+++ Source material

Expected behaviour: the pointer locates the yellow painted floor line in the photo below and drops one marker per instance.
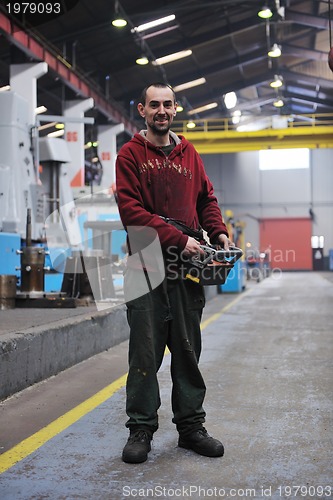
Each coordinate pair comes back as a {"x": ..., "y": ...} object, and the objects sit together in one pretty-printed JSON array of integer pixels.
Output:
[{"x": 32, "y": 443}]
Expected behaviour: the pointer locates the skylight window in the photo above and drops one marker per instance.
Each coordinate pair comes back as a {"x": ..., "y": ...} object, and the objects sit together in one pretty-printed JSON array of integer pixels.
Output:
[{"x": 284, "y": 159}]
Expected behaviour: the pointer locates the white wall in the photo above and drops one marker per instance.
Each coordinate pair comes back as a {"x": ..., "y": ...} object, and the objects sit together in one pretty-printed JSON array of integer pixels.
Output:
[{"x": 253, "y": 194}]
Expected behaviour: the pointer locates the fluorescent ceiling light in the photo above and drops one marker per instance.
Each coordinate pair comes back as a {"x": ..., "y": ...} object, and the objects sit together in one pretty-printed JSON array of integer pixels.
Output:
[
  {"x": 142, "y": 60},
  {"x": 206, "y": 107},
  {"x": 57, "y": 133},
  {"x": 230, "y": 100},
  {"x": 275, "y": 51},
  {"x": 265, "y": 12},
  {"x": 277, "y": 82},
  {"x": 189, "y": 85},
  {"x": 40, "y": 109},
  {"x": 119, "y": 22},
  {"x": 236, "y": 116},
  {"x": 278, "y": 103},
  {"x": 190, "y": 124},
  {"x": 153, "y": 24},
  {"x": 172, "y": 57}
]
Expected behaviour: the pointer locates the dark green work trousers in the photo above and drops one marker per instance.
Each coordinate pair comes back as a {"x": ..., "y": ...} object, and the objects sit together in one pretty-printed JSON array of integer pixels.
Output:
[{"x": 169, "y": 316}]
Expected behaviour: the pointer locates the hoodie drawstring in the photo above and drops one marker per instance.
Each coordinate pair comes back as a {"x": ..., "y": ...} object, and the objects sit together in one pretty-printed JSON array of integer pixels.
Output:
[{"x": 148, "y": 174}]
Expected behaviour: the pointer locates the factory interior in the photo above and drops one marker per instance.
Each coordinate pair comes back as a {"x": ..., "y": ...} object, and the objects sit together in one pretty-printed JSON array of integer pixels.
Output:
[{"x": 254, "y": 87}]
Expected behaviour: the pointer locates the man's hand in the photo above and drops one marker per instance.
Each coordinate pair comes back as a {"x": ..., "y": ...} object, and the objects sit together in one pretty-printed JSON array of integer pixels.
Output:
[
  {"x": 225, "y": 242},
  {"x": 192, "y": 247}
]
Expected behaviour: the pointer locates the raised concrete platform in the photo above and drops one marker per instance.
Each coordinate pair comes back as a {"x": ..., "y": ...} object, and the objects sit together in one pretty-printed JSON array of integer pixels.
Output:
[
  {"x": 267, "y": 364},
  {"x": 38, "y": 343}
]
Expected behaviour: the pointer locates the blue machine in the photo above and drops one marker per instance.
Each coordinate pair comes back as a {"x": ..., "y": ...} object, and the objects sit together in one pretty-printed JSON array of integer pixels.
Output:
[{"x": 10, "y": 243}]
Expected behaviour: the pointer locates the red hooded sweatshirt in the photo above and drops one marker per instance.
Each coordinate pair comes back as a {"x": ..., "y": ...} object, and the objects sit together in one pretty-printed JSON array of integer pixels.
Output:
[{"x": 151, "y": 184}]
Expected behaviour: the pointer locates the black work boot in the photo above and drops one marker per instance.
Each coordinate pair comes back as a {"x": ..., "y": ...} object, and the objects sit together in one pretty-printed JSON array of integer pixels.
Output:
[
  {"x": 202, "y": 443},
  {"x": 138, "y": 446}
]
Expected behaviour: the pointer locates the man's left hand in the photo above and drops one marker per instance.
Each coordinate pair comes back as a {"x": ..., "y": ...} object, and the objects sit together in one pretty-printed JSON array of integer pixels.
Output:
[{"x": 225, "y": 242}]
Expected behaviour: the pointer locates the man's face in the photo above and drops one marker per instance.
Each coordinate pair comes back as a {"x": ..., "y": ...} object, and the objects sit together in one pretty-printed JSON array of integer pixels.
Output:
[{"x": 159, "y": 109}]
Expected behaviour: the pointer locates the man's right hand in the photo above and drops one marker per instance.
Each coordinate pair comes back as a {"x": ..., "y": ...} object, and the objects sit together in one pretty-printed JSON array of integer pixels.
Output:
[{"x": 192, "y": 247}]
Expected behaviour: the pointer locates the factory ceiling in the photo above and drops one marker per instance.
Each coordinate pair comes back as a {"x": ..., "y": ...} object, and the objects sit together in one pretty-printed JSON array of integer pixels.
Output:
[{"x": 228, "y": 44}]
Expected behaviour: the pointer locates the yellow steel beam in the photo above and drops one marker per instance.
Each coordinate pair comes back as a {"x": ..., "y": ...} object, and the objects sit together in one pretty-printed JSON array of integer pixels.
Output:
[{"x": 218, "y": 141}]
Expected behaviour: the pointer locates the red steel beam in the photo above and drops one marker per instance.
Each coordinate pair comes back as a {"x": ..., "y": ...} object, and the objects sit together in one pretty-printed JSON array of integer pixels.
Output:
[{"x": 64, "y": 70}]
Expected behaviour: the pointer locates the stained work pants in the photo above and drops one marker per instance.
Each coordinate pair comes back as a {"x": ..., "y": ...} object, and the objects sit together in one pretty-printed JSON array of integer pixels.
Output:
[{"x": 169, "y": 316}]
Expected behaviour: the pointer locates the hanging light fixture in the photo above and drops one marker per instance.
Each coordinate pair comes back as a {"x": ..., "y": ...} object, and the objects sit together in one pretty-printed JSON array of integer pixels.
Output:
[
  {"x": 265, "y": 12},
  {"x": 142, "y": 60},
  {"x": 118, "y": 20},
  {"x": 278, "y": 103},
  {"x": 275, "y": 50},
  {"x": 190, "y": 124},
  {"x": 277, "y": 82}
]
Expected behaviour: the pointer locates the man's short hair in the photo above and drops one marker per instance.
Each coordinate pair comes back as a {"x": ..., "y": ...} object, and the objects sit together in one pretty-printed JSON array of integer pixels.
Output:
[{"x": 155, "y": 84}]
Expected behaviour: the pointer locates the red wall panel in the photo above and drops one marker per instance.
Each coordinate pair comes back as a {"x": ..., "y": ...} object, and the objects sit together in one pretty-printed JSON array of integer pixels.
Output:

++++++

• [Problem requirements]:
From the entries, report each line that includes the word "wall".

• [Problem solution]:
Expected behaviour: the pointer locates the white wall in the photo above and drops one marker per instance.
Expected behaviour: the pointer locates the red wall panel in the photo above and drops one marker per instance.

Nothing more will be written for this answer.